*** Opening of Extracted material ***
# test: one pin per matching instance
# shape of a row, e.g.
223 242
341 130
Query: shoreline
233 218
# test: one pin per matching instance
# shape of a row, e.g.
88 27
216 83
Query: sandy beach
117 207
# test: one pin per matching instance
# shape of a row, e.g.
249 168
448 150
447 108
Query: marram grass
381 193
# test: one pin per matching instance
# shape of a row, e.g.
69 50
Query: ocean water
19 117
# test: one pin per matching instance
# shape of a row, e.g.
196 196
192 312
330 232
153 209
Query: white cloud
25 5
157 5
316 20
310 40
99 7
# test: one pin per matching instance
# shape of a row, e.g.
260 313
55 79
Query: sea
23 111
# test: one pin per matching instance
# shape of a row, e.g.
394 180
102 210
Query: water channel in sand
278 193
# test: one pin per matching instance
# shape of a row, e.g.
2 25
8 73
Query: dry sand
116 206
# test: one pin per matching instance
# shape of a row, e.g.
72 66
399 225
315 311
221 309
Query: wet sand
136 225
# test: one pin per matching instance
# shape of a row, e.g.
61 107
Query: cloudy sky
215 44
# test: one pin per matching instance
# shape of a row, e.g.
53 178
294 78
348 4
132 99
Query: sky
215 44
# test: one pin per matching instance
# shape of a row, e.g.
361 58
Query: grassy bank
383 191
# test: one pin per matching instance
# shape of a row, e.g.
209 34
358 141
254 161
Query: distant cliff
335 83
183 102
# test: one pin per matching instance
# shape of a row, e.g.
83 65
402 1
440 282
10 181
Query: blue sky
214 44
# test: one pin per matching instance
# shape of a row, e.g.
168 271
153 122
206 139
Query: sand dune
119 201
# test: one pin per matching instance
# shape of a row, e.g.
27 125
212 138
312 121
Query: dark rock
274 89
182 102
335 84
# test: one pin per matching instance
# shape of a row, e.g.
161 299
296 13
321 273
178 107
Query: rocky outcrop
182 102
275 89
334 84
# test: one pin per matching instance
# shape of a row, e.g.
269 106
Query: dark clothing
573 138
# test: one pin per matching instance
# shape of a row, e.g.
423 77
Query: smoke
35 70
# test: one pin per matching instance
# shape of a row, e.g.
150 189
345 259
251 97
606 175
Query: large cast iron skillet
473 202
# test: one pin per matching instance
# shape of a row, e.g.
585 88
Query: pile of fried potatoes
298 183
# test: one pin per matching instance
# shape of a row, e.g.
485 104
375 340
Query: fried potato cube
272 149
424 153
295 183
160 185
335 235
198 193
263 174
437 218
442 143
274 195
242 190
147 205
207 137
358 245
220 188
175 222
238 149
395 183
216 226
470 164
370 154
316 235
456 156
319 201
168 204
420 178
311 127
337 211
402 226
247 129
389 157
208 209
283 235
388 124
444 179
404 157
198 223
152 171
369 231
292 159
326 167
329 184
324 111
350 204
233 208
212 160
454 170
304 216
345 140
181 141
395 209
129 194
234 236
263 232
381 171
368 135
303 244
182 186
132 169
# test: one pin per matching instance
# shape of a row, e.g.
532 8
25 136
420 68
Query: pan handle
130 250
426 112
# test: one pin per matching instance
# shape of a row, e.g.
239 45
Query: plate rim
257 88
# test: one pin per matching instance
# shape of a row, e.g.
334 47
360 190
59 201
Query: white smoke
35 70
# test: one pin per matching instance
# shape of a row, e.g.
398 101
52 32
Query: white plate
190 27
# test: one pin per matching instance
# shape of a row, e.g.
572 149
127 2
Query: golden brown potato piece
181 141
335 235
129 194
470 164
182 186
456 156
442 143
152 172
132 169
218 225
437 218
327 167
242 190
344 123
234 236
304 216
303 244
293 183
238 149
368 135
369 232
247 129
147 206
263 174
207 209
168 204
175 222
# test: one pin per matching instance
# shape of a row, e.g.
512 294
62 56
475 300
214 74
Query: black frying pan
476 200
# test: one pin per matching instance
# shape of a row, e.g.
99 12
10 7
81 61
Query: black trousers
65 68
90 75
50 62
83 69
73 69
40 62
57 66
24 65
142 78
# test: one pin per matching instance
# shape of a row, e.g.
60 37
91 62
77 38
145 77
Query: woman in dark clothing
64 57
*** Close of Extracted material ***
Each entry above is to be set down again in exactly the same words.

Your solution>
# test: one pin per matching instance
# shape of a row, e.g.
223 242
341 130
Query: shoreline
233 218
# test: one pin per matching instance
# shape of a row, e.g.
88 27
216 83
Query: sandy beach
117 207
# test: one pin per matching instance
# shape of a row, e.g.
249 168
448 150
447 108
Query: marram grass
381 193
# test: one pin per matching instance
# shape of a row, e.g.
69 50
Query: ocean water
19 117
# test: one pin per matching instance
# shape of a row, e.g.
196 196
192 312
330 232
153 209
Query: white cloud
25 5
157 5
316 20
310 40
99 7
# test: one pin per matching instance
# shape of a row, e.g.
260 313
55 79
Query: sea
23 111
# test: one pin per matching instance
# shape of a row, e.g.
394 180
102 210
Query: water channel in sand
278 193
# test: one pin per matching instance
# shape of a row, e.g.
2 25
8 73
Query: dry sand
116 206
# test: one pin per matching instance
# shape of a row, e.g.
72 66
399 225
315 311
221 309
Query: wet sand
136 225
# test: one pin per matching instance
# shape of a row, e.g.
61 107
Query: cloudy sky
215 44
# test: one pin per matching instance
# shape of a row, e.g.
53 178
294 78
348 4
132 99
Query: sky
215 44
# test: one pin per matching instance
# shape of a row, e.g.
361 58
Query: grassy bank
383 191
# test: one pin per matching instance
# shape of a row, e.g.
209 34
358 141
254 161
Query: distant cliff
335 83
183 102
# test: one pin per matching instance
# shape of a row, e.g.
83 65
402 1
440 282
10 181
Query: blue sky
214 44
# test: one pin per matching instance
# shape of a row, e.g.
168 271
153 122
206 139
Query: sand dune
119 201
# test: one pin per matching instance
# shape of a row, e.g.
27 125
212 138
312 121
Query: dark rock
274 89
182 102
335 84
# test: one pin per matching instance
# shape of a row, e.g.
161 299
296 13
321 273
178 107
Query: rocky outcrop
182 102
275 89
334 84
# test: one pin per matching instance
# shape of a row, e.g.
269 106
Query: dark clothing
573 138
# test: one pin per matching instance
# shape of a row, e.g.
423 77
Query: smoke
35 70
# test: one pin per matching instance
# shape of a row, e.g.
150 189
345 259
251 97
606 175
Query: large cast iron skillet
473 202
# test: one pin per matching instance
# shape of a row, e.g.
585 88
Query: pile of fried potatoes
298 183
# test: one pin per matching instance
# shape of a row, e.g.
485 104
375 340
Query: fried potato cube
272 149
424 153
295 183
160 185
335 235
198 193
263 174
437 218
442 143
274 195
242 190
147 205
207 137
358 245
220 188
175 222
238 149
395 183
216 226
470 164
370 154
316 235
456 156
319 201
168 204
420 178
311 127
337 211
402 226
247 129
389 157
208 209
283 235
388 124
444 179
404 157
198 223
152 171
369 231
292 159
326 167
329 184
324 111
350 204
233 208
212 160
454 170
304 216
345 140
181 141
395 209
129 194
234 236
263 232
381 171
368 135
303 244
182 186
132 169
# test: one pin per matching instance
# shape of a row, e.g.
532 8
25 136
420 68
Query: pan handle
130 250
426 112
# test: one pin per matching instance
# shape of a row, e.g.
239 45
Query: plate rim
257 88
# test: one pin per matching instance
# shape of a row, e.g.
334 47
360 190
59 201
Query: white smoke
35 70
# test: one pin per matching instance
# shape of a row, e.g.
398 101
52 32
Query: white plate
190 27
# test: one pin per matching instance
# shape of a row, e.g.
572 149
127 2
Query: golden brown potato piece
181 141
335 235
129 194
470 164
182 186
456 156
442 143
152 172
132 169
218 225
437 218
327 167
242 190
344 123
234 236
304 216
303 244
293 183
238 149
368 135
369 232
247 129
147 206
263 174
207 209
168 204
175 222
# test: one pin per matching instance
# shape of a row, e.g.
512 294
62 56
475 300
214 74
Query: black frying pan
476 200
# test: one pin per matching instance
# shape of a row, e.g.
99 12
10 7
81 61
Query: black trousers
65 68
90 75
50 62
83 69
73 69
40 62
57 66
24 65
142 78
# test: one pin per matching instance
# shape of a row, e.g.
60 37
91 62
77 38
145 77
Query: woman in dark clothing
64 57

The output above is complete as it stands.